__EXERCISE TASKS__
A. In the forum posts, besides telling themselves how good they felt, what did the writer on the taper program do almost every day?
B. Revise the forum posts: give everything from "I second what" down to "that might arise." again, with "concern" replaced by "worry".

__TEXT SHOWN__
▼▼▼

I concur too. If it wasn't for my positive attitude towards finding new pain medication I don't think I would have succeded on my taper program (that I did all by myself--no one holding my pills). I just kept telling myself everyday how good I felt..(even though some days I did hurt). And I thanked God almost every day.
Hello everyone. I completely agree with avis. And, would like to openly appoligize for an incident I had last week. I was reading through some of the posts and came accross something that riled me. I don't want to relive it. But, I flipped out and went off of someone that hadn't even wrote the post. I still feel horrible about it. I just want to say that sometimes, the emotions of being an addict, can overcome you. I am regaining all the feelings and emotions. Anger and resentment being some of them. I have learned from it, and have caught myself feeling them again out in the world. I am starting to look into the whats and whys of this. But, I believe there are just as much, if not more ,emotional/mental reasons we use in the first place. In other words, I have to start facing my demons. As alot of us do. I am extremely thankful for this forum. I do not believe I would be as far along as I am without it. Thank you to all.
I second what Sandee said...........
Sandee . Thank you for your concern . Definity let the members know if there is a concern on our forum that GMTI and I are the CLs here. If they express there concern to us we will do everything we can to get to the bottom whatever issues that might arise.
Thank you for taking time away from your forum to try to help out .
three cheers for bot h avisg and gtmi. they are BOTH great.

▲▲▲

__DATASET__
▼▼▼

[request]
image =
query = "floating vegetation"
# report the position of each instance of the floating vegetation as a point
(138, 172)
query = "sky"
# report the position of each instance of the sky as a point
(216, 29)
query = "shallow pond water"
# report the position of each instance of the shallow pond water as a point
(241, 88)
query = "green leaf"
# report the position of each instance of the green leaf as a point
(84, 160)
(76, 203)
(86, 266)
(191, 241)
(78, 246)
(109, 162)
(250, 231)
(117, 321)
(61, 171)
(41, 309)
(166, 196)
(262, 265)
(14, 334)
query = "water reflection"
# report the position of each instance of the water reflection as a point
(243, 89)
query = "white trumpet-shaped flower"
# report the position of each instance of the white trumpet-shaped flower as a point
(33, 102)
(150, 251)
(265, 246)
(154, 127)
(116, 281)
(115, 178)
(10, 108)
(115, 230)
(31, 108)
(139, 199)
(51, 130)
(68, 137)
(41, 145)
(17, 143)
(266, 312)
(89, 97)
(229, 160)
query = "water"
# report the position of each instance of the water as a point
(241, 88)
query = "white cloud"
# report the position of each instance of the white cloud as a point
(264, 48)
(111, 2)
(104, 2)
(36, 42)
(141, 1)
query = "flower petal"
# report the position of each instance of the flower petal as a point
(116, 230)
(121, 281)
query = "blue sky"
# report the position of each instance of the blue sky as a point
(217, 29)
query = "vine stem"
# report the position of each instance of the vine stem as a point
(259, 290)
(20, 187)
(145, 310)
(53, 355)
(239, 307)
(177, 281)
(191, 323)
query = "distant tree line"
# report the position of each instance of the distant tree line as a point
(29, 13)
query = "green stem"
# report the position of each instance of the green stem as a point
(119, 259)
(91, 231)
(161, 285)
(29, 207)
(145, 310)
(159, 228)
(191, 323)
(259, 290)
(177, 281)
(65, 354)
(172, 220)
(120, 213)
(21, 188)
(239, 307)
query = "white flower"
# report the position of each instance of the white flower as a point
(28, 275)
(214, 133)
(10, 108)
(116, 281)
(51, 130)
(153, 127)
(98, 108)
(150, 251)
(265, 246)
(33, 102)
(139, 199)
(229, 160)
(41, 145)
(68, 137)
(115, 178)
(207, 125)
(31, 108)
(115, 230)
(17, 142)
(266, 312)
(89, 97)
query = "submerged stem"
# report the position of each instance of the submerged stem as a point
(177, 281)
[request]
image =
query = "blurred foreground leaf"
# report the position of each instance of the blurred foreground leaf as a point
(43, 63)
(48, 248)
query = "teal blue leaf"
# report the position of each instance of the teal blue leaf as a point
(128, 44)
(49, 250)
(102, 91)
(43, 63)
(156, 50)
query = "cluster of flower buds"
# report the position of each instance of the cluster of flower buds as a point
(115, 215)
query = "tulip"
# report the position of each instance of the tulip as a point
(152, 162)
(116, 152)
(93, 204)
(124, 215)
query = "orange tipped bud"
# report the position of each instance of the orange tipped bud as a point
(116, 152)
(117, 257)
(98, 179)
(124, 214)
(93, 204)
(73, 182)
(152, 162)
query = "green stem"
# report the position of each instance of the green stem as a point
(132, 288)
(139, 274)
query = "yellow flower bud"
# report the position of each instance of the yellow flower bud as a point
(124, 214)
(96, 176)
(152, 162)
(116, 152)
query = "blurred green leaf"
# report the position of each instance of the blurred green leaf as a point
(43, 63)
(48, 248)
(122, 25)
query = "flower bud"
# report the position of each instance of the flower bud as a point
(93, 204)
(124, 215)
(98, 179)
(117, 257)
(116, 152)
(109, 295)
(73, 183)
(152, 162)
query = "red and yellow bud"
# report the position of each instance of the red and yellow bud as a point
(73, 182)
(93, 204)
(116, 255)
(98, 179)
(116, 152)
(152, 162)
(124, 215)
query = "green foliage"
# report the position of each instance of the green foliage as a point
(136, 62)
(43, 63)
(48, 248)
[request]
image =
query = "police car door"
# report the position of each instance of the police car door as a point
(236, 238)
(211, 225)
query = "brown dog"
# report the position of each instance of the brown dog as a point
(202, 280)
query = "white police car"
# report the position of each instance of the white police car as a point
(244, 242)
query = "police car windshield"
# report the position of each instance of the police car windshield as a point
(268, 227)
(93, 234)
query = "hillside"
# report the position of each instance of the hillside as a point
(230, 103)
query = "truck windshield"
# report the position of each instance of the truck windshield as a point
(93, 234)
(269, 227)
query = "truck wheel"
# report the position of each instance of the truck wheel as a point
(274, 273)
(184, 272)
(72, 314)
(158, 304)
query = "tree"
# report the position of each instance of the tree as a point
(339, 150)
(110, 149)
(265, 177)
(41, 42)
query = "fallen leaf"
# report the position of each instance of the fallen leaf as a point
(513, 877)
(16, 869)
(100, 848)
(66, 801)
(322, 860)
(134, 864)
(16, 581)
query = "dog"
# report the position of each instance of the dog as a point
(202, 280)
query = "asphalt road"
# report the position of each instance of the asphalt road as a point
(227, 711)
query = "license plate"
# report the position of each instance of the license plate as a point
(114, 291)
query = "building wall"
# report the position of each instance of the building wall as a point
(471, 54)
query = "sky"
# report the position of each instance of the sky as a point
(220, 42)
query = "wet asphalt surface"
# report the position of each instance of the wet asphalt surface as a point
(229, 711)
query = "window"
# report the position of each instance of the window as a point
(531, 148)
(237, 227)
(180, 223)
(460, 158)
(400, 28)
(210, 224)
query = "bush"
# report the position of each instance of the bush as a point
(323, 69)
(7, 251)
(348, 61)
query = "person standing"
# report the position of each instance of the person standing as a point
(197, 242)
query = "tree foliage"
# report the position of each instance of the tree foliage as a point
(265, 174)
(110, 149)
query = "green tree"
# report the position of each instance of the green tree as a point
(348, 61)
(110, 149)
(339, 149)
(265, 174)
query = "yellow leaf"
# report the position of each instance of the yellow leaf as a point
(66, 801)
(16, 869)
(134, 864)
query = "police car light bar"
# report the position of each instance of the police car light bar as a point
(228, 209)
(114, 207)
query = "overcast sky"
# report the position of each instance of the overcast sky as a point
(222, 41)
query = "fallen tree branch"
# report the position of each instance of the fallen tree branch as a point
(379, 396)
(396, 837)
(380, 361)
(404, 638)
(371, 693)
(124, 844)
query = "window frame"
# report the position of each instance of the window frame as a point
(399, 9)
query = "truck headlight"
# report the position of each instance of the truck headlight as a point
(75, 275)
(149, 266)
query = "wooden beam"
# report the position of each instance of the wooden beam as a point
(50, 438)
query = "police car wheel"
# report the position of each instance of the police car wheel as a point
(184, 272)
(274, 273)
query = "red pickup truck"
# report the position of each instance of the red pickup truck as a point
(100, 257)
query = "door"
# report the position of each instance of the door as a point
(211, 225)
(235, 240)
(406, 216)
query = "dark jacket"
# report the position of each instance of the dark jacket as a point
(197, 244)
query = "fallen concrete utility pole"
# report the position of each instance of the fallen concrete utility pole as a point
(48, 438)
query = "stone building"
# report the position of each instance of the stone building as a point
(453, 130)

▲▲▲

__SOLUTIONS TO THE PROBLEMS__
A. Thanked God.

B.
I second what Sandee said...........
Sandee . Thank you for your worry . Definity let the members know if there is a worry on our forum that GMTI and I are the CLs here. If they express there worry to us we will do everything we can to get to the bottom whatever issues that might arise.